▶ REQUIRED TASK:
Copy out every line below that contains the word "tank".

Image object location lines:
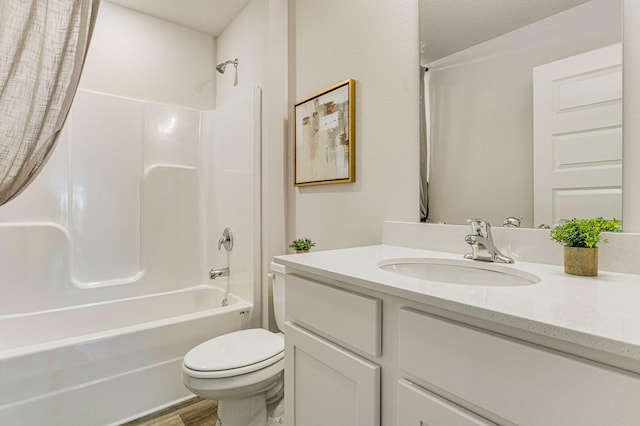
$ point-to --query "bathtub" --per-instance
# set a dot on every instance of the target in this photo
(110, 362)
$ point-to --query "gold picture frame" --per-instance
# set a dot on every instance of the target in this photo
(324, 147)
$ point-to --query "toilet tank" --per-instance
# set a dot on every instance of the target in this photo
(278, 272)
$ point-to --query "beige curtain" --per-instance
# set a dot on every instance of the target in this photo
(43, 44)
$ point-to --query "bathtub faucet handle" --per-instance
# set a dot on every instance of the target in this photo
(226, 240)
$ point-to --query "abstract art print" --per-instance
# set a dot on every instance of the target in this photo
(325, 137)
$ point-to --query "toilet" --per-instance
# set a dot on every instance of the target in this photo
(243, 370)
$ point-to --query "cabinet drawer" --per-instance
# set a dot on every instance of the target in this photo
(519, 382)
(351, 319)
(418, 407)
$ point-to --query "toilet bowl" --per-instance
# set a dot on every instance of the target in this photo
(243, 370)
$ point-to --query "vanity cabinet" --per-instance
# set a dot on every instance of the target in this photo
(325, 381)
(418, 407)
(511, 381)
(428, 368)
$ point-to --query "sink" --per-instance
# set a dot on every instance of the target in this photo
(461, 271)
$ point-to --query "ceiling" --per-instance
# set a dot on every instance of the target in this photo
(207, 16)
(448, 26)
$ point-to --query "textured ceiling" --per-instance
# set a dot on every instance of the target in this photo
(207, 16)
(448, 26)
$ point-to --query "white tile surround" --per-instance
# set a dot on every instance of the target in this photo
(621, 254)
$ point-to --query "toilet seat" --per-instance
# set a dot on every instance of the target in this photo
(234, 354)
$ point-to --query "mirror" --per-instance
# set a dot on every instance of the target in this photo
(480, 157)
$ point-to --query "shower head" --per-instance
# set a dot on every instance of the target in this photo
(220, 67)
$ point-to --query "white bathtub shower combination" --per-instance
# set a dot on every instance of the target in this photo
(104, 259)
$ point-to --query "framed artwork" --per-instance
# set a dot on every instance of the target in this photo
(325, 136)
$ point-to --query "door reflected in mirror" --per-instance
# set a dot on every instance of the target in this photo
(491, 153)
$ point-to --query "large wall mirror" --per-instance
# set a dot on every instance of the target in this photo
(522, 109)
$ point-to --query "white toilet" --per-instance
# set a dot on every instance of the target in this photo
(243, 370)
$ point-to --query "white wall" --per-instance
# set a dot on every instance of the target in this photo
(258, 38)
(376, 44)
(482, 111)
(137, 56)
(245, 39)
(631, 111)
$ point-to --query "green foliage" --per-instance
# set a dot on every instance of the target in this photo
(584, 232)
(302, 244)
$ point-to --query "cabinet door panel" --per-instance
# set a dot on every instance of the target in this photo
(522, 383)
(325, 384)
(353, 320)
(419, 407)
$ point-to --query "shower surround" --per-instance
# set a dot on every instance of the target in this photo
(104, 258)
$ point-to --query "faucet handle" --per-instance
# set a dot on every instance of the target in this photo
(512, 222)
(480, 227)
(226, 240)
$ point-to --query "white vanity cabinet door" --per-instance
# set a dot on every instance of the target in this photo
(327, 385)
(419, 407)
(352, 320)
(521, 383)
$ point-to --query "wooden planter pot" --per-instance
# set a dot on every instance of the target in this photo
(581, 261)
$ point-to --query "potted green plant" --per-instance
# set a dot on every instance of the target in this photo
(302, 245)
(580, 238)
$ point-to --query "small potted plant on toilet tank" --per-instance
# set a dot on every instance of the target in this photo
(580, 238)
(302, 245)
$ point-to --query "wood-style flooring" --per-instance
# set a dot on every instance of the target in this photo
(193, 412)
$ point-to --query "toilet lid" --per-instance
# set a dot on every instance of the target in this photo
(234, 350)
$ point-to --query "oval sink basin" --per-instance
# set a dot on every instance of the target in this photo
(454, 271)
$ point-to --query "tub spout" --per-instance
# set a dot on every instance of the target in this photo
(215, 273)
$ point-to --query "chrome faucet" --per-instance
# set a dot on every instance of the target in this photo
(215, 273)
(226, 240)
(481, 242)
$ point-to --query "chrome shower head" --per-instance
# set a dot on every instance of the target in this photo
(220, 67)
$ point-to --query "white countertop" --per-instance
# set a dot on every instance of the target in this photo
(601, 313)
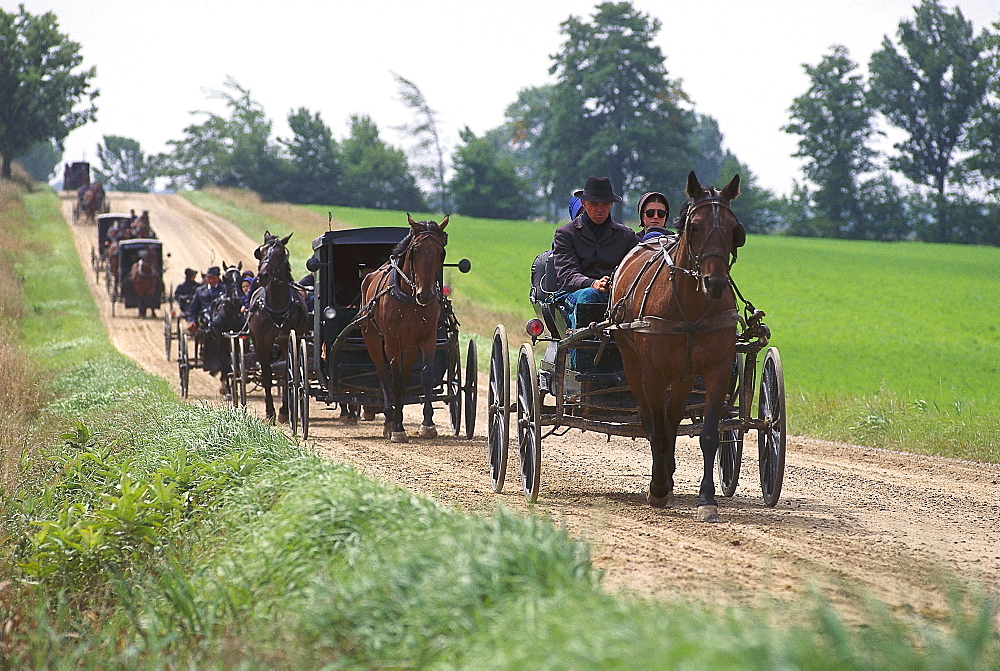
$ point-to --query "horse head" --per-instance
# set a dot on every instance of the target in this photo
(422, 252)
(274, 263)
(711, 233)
* * *
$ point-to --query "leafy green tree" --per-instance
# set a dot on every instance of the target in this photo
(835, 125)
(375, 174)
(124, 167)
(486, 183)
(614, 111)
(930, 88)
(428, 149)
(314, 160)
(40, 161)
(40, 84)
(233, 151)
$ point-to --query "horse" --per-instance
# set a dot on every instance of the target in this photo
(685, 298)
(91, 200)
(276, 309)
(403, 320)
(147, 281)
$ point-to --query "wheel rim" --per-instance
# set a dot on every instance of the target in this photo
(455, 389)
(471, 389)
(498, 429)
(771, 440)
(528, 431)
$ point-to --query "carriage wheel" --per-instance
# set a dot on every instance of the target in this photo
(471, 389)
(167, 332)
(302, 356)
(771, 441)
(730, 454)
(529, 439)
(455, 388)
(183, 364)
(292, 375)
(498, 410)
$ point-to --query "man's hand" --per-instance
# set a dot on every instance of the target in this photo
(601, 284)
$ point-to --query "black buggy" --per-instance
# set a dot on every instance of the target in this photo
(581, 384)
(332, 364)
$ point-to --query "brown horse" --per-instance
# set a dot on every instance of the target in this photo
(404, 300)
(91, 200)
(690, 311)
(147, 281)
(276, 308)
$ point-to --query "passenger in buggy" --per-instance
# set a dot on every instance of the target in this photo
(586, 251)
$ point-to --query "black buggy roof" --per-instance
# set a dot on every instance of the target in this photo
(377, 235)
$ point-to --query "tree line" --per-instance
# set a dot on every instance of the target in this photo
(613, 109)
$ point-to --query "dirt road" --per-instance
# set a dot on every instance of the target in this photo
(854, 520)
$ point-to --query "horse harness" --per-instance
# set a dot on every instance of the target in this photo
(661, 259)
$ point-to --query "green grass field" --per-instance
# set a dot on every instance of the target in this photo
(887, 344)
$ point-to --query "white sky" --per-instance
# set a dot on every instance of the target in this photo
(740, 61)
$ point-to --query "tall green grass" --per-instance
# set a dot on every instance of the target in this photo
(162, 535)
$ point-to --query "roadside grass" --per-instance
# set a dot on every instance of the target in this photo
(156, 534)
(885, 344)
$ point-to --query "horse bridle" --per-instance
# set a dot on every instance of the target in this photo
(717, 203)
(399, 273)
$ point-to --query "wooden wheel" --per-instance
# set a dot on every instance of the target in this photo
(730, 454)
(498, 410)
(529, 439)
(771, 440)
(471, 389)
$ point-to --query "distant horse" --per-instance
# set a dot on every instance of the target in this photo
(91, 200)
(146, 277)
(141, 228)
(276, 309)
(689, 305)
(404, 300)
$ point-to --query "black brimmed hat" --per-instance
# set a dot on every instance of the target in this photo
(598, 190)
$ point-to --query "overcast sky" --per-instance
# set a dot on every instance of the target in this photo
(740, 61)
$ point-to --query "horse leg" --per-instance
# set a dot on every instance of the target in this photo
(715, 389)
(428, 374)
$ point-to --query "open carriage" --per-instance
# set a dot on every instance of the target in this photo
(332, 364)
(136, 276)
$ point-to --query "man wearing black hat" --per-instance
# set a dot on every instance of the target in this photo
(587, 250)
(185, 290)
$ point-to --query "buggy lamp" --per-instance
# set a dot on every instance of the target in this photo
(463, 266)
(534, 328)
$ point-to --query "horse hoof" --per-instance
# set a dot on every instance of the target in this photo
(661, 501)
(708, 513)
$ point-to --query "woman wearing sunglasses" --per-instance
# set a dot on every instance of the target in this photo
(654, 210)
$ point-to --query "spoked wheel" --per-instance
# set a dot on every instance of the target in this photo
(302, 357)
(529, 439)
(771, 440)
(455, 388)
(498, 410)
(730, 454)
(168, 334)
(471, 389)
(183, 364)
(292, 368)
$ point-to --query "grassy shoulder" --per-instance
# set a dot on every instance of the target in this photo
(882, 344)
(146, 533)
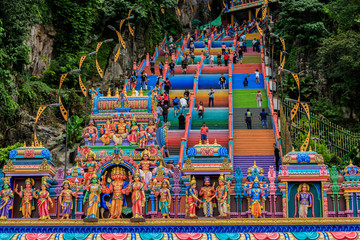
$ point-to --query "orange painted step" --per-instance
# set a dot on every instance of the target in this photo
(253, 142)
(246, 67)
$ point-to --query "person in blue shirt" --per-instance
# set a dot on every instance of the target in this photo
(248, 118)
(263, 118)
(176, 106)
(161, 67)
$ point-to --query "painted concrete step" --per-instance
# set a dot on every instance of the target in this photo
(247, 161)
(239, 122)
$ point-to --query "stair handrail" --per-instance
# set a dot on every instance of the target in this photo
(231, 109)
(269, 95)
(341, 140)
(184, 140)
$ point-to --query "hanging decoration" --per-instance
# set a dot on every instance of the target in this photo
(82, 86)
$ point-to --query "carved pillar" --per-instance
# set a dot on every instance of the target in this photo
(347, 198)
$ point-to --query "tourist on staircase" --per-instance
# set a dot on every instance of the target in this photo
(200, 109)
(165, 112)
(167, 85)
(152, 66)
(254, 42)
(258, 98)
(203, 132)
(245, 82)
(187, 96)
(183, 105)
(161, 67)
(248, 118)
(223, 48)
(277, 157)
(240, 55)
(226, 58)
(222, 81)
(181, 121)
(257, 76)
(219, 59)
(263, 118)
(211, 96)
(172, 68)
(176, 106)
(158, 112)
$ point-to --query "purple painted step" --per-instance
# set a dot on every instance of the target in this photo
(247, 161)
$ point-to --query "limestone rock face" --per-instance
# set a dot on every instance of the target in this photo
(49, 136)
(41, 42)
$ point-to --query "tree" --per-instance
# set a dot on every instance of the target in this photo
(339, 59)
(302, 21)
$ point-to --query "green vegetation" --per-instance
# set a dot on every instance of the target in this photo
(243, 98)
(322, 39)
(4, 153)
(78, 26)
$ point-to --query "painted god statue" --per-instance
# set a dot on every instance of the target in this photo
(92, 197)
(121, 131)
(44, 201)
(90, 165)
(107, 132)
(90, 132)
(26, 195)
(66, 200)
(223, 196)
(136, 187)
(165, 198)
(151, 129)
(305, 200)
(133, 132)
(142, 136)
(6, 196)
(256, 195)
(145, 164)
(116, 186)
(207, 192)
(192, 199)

▶ THE RESULT:
$ point-to --query "toilet tank" --per-instance
$ point-to --query "small potted plant on toilet tank" --per-instance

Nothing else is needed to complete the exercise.